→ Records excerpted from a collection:
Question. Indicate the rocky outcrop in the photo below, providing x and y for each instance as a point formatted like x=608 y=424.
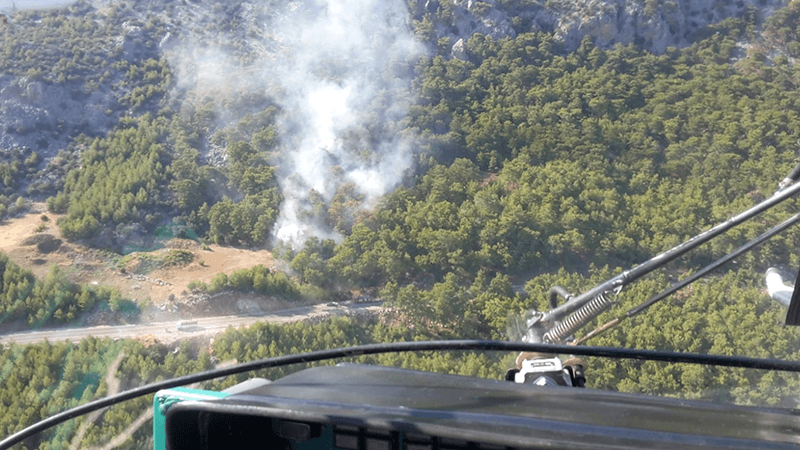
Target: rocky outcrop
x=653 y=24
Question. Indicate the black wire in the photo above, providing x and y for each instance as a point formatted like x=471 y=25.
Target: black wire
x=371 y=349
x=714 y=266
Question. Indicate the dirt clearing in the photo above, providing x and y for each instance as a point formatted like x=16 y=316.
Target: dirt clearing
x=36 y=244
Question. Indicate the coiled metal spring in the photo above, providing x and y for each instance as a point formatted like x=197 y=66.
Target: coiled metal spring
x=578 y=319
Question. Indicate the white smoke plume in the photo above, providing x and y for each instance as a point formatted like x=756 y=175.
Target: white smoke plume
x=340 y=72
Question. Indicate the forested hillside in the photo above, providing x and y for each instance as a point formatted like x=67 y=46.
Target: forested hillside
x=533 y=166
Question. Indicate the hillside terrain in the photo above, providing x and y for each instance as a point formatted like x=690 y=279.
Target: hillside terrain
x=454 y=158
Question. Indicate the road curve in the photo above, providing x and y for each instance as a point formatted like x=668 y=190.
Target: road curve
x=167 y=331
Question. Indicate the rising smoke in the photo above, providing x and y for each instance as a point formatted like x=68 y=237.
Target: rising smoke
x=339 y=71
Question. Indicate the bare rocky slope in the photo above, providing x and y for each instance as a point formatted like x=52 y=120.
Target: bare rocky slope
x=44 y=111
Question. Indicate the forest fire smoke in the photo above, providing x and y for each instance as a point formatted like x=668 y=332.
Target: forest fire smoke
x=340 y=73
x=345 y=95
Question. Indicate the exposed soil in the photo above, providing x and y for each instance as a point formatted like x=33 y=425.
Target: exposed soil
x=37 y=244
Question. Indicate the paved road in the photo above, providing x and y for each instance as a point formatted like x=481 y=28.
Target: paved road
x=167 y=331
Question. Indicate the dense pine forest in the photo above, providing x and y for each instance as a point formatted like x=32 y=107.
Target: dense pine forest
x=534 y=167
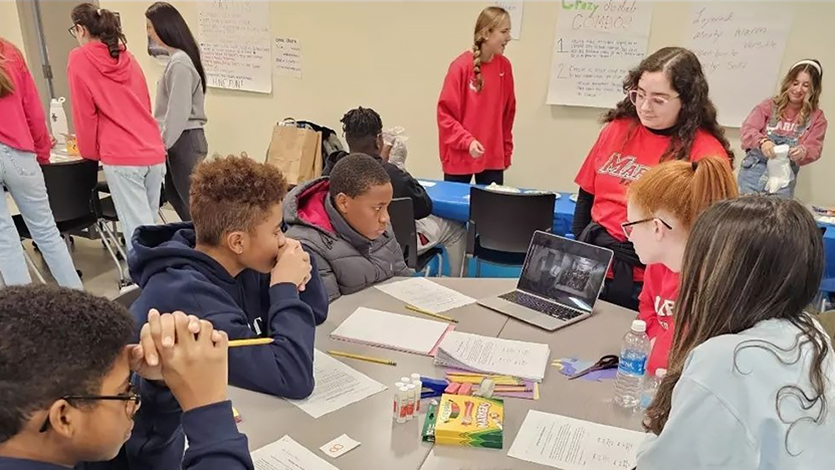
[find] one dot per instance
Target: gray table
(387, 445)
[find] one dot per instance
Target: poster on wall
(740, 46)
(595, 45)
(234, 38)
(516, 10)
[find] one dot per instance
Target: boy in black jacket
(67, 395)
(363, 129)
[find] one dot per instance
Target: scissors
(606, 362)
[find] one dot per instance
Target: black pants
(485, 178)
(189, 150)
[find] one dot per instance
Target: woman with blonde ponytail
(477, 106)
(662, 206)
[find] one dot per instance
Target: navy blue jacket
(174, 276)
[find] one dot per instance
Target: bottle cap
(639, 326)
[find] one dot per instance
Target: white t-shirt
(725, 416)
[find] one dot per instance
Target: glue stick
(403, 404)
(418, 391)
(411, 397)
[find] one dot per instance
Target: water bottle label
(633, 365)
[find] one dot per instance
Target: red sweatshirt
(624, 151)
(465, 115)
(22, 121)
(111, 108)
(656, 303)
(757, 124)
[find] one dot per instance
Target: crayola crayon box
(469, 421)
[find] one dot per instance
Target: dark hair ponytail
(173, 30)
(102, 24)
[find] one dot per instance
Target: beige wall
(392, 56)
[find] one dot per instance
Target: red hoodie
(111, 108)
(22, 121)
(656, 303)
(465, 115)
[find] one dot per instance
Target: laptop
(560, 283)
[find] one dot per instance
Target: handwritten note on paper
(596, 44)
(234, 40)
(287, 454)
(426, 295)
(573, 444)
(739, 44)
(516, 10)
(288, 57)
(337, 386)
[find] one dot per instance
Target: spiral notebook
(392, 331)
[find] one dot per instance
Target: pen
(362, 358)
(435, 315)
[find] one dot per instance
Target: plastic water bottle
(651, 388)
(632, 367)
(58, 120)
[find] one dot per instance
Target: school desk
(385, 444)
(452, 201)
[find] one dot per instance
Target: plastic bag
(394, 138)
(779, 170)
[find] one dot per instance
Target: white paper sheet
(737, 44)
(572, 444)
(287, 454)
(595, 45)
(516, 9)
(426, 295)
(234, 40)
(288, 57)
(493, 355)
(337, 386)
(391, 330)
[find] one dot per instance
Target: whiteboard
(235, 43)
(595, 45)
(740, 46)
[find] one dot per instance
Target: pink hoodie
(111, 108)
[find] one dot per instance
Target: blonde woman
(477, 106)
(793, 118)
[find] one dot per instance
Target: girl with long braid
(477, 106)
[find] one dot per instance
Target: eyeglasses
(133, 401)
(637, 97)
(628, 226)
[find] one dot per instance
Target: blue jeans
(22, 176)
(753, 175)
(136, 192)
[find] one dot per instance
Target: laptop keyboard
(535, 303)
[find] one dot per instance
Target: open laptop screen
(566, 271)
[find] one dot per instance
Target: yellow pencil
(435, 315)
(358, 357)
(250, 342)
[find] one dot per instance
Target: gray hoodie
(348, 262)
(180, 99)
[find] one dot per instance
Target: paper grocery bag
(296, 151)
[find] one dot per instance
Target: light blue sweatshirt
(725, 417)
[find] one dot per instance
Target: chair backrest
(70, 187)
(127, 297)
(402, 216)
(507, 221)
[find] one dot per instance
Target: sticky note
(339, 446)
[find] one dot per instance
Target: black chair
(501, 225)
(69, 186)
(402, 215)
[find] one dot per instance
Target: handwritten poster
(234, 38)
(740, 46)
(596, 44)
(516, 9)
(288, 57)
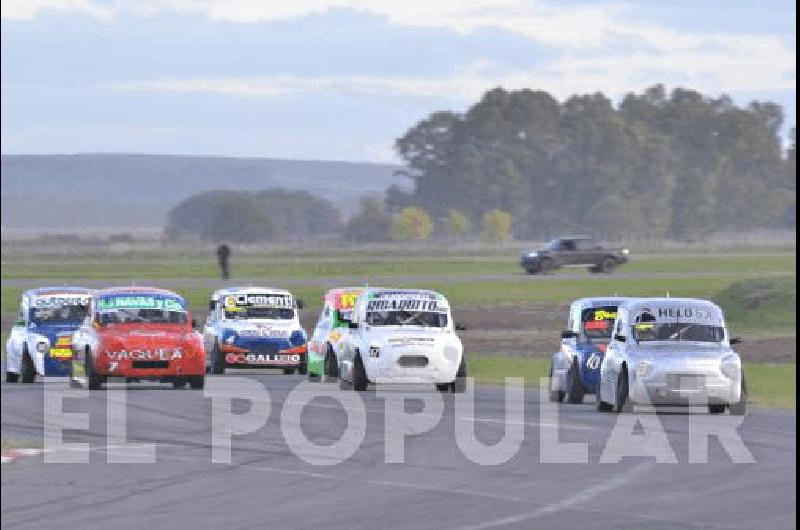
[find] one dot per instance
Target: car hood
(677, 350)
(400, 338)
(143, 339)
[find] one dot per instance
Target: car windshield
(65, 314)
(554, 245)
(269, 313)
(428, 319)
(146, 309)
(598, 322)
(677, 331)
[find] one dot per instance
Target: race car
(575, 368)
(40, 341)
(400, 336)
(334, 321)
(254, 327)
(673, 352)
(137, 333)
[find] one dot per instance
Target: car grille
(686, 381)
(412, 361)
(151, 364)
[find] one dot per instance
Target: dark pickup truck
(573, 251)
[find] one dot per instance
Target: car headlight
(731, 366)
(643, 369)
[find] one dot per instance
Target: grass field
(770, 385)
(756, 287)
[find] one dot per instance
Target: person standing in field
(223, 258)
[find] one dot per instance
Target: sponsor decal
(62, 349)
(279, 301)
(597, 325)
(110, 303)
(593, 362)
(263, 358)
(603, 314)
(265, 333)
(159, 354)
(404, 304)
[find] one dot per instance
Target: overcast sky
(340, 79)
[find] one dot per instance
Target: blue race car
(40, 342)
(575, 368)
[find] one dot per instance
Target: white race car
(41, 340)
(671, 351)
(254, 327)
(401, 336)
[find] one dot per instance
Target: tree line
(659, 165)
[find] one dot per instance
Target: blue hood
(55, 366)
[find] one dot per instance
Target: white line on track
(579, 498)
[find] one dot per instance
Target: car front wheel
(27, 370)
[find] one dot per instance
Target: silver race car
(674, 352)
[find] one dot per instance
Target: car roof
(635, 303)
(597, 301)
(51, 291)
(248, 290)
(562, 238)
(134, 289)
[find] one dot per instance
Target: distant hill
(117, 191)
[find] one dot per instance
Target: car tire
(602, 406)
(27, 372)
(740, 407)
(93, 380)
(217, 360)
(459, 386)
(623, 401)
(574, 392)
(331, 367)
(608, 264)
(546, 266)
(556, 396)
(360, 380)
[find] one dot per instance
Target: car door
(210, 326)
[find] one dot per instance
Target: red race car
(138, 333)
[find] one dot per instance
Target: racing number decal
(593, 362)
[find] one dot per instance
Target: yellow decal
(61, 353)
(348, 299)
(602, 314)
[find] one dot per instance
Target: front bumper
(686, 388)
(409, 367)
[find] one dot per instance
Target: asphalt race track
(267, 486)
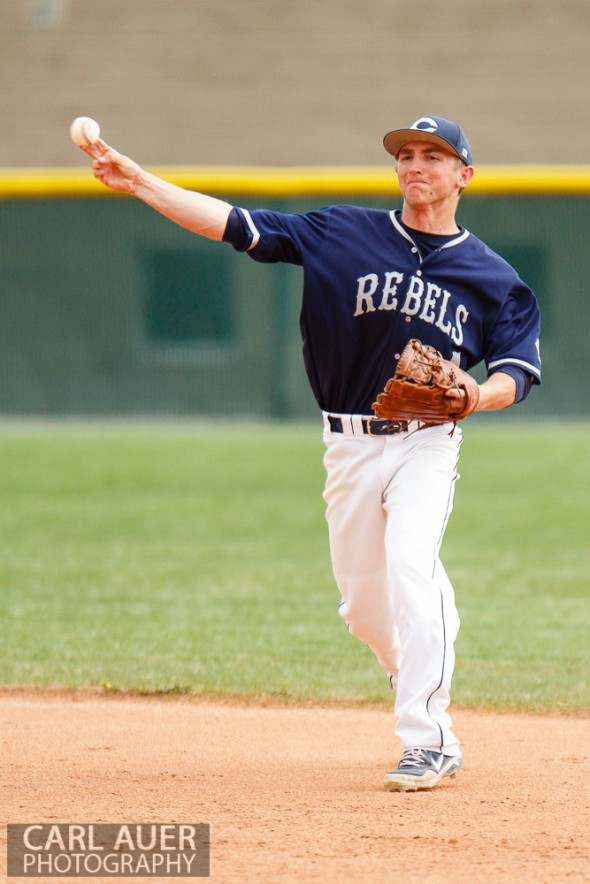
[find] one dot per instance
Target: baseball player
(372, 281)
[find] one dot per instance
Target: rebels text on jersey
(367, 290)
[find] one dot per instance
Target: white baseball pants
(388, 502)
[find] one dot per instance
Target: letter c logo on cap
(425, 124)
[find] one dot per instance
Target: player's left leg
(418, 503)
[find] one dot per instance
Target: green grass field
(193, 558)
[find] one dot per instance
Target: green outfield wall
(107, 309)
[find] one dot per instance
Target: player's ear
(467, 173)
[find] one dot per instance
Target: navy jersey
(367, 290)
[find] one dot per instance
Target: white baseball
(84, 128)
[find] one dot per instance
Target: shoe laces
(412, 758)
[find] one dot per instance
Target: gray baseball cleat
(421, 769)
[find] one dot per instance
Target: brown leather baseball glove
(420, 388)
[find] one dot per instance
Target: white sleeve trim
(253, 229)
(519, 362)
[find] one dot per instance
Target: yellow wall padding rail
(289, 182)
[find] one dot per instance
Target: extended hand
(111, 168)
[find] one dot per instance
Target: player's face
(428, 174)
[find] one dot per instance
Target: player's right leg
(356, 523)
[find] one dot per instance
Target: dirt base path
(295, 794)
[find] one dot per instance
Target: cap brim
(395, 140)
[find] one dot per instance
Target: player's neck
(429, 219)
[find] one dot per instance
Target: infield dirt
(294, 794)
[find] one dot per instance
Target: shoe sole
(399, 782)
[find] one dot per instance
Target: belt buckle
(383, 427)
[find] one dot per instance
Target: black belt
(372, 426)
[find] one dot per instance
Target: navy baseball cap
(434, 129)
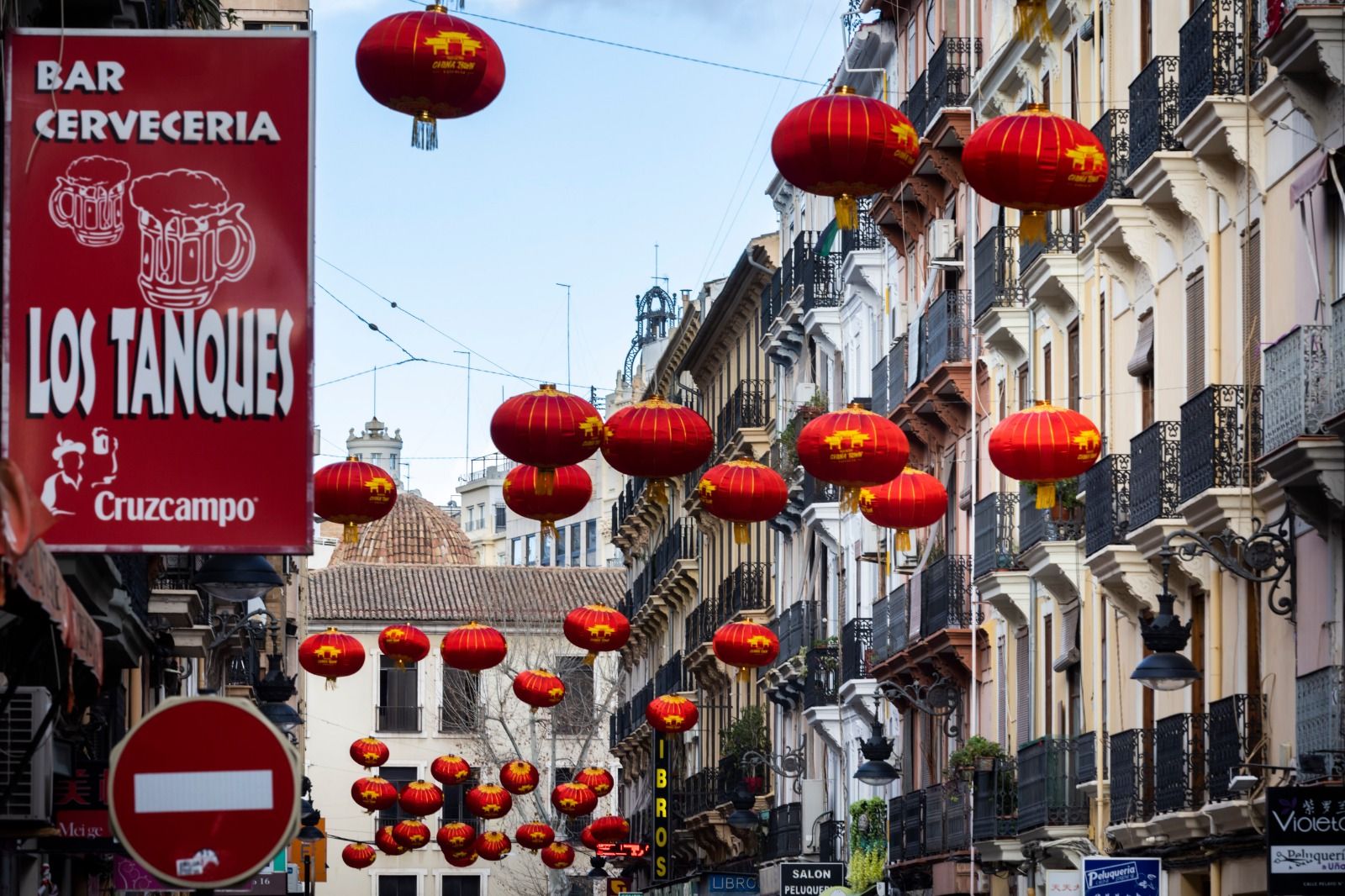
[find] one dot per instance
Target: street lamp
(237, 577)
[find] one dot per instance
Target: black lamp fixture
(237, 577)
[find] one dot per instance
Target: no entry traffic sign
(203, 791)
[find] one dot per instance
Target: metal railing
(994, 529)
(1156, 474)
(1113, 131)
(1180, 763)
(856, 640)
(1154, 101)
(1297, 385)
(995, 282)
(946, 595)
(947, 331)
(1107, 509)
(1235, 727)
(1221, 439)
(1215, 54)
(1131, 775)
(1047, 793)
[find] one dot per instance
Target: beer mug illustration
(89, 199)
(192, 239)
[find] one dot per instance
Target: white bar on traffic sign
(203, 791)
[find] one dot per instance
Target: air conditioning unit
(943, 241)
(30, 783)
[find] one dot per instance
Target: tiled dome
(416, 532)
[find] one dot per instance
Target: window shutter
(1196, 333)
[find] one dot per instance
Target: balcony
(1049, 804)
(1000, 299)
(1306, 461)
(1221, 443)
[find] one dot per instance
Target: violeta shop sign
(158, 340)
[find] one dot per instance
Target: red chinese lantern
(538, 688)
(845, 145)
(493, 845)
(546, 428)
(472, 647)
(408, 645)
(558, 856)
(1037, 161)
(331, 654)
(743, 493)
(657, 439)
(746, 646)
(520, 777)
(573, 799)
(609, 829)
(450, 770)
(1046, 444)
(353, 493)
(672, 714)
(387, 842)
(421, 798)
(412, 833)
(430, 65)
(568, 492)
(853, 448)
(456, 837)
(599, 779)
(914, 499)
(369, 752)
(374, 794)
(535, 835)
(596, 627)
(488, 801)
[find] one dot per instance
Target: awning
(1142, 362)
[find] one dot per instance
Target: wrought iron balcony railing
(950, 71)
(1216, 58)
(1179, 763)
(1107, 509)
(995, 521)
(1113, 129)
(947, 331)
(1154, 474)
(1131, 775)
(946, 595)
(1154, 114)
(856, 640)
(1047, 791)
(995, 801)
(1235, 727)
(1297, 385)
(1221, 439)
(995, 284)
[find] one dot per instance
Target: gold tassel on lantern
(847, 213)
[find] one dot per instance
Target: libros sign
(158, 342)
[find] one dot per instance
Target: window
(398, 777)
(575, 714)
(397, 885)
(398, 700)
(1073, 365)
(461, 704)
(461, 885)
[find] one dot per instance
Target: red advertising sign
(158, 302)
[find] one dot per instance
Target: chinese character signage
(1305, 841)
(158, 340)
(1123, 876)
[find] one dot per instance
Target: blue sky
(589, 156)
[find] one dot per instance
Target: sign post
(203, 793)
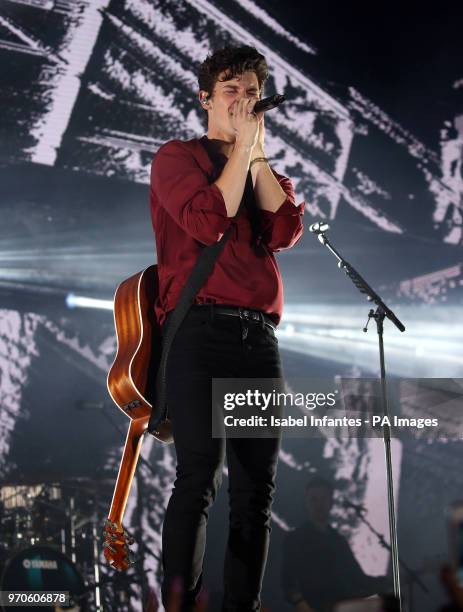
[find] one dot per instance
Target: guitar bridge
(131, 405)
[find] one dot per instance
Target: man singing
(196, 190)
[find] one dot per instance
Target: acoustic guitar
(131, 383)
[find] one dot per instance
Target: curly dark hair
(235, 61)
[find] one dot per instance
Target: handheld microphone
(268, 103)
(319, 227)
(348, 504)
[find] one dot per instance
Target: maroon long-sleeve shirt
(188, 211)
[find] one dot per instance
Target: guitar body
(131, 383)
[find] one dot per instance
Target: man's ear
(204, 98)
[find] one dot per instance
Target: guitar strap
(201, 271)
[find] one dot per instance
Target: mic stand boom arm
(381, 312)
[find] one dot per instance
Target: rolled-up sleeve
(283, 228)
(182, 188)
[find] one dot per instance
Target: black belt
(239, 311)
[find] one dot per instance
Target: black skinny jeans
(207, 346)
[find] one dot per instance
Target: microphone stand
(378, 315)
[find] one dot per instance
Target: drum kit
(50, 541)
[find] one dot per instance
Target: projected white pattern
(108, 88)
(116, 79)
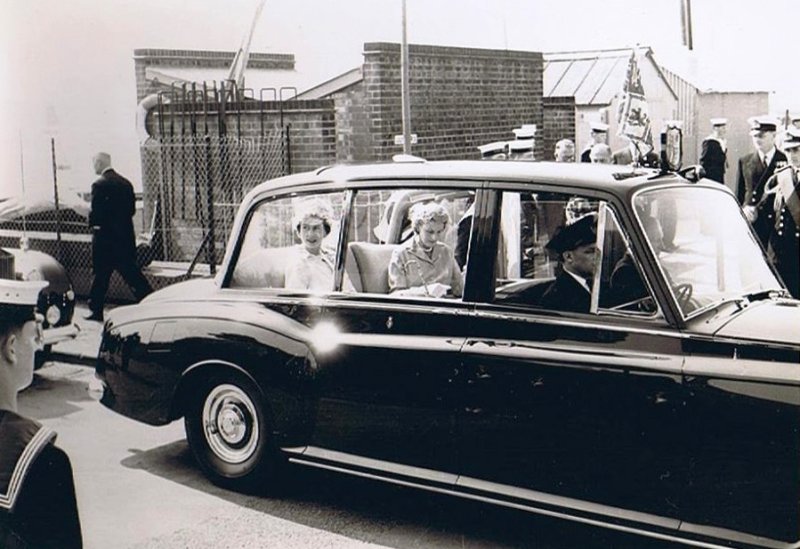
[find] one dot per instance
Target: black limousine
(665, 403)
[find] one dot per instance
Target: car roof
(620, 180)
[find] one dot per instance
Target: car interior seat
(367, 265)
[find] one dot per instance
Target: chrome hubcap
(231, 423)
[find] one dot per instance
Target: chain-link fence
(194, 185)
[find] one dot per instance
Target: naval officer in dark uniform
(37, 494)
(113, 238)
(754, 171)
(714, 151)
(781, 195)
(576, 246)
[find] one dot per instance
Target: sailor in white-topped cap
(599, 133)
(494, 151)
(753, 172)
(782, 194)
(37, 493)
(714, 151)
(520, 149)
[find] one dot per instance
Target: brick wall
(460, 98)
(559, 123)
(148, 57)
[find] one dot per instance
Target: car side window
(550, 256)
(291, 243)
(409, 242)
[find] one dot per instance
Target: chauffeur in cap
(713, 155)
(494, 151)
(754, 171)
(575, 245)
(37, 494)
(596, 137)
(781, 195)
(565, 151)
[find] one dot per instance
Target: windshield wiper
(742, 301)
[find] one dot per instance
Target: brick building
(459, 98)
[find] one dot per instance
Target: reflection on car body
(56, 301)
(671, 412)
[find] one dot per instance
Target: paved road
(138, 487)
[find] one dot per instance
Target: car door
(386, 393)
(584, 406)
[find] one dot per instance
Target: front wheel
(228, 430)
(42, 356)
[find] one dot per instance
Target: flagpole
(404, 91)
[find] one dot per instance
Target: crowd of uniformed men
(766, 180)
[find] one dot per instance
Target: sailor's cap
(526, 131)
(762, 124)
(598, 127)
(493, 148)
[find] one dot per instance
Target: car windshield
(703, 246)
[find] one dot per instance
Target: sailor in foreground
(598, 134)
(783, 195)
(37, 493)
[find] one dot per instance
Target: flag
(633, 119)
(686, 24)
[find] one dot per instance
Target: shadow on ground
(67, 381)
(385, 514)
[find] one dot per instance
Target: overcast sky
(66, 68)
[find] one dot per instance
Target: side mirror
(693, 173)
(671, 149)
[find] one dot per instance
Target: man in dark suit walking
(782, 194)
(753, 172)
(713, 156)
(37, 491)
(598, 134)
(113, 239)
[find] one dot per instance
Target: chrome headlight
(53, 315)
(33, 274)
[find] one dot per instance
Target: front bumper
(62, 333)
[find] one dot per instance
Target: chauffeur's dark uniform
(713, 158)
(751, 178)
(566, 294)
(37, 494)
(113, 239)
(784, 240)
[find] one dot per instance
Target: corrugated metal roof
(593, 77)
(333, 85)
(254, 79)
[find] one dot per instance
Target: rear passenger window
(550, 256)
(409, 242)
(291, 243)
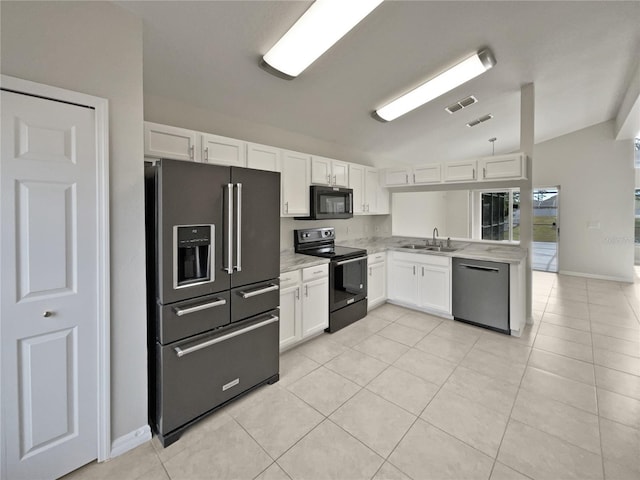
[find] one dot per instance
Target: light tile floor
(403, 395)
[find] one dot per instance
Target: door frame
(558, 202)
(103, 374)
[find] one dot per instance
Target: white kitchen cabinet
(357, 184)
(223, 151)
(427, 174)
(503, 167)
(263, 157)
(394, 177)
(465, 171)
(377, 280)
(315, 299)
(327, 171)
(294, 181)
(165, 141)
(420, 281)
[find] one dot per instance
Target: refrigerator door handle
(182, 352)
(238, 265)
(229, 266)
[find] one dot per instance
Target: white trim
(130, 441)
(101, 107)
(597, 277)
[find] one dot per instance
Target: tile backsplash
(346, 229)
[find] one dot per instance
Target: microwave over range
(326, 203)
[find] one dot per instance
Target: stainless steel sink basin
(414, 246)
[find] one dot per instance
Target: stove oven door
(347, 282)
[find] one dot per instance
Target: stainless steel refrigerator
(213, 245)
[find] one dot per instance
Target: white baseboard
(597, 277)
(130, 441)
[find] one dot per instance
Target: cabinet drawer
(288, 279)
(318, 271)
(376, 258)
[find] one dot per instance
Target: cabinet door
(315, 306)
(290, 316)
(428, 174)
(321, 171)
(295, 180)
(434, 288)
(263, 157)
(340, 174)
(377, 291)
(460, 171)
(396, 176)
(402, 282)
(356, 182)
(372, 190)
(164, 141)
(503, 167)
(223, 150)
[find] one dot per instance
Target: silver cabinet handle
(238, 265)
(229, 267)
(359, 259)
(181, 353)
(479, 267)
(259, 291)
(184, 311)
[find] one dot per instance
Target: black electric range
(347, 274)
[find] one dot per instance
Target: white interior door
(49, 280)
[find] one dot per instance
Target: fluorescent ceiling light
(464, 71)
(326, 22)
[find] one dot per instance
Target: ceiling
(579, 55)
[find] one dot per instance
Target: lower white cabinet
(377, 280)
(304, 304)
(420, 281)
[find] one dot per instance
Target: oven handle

→ Assigned task: The line containing "Target: fluorescent ceiling light" marks where to begin; the last line of the records marks where to stop. Copy both and all between, exactly.

→ Answer to this problem:
Target: fluorescent ceiling light
(464, 71)
(326, 22)
[find] one dot per instance
Target: ceiling
(579, 55)
[find] one dot per instance
Target: lower white cabinet
(377, 280)
(304, 304)
(420, 281)
[find] one dot per instance
Target: oven handle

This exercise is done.